SOURCE TEXT:
Segment Open

Tarras is a small farming settlement in Central Otago, in the South Island of New Zealand.

Tarras is located on the slopes above the upper reaches of the Clutha Valley, on State Highway 8. It is the first village reached by travellers heading south through the Lindis Pass, and is close to the junction where travellers from Aoraki / Mount Cook turn west towards Lake Hāwea, Wānaka, and Haast Pass / Tioripatea.

== Farming and agriculture ==

Most farms in the Tarras district run sheep, principally merino farmed for their super-fine wool. Some also raise other sheep breeds and deer. Many farms have converted to beef cattle since the 2010 introduction of large-scale irrigation.

Shrek, a hermit Merino sheep, was caught in the hills of Tarras on 15 April 2004, after hiding away in caves for six years. He was shorn live on national television, to produce fleece for men's coats. Shrek was euthanised on 6 June 2011 on a veterinarian's advice, at the age of 16.

Segment Closed

TASK TO CARRY OUT:
List every destination that the text about Tarras says travellers from Aoraki / Mount Cook turn west toward.

DATASET EXCERPT:
Segment Open

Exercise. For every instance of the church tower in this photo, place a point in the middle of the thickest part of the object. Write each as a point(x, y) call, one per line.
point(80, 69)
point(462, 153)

Segment Closed

REPLY TO THE EXERCISE:
Lake Hāwea, Wānaka, and Haast Pass / Tioripatea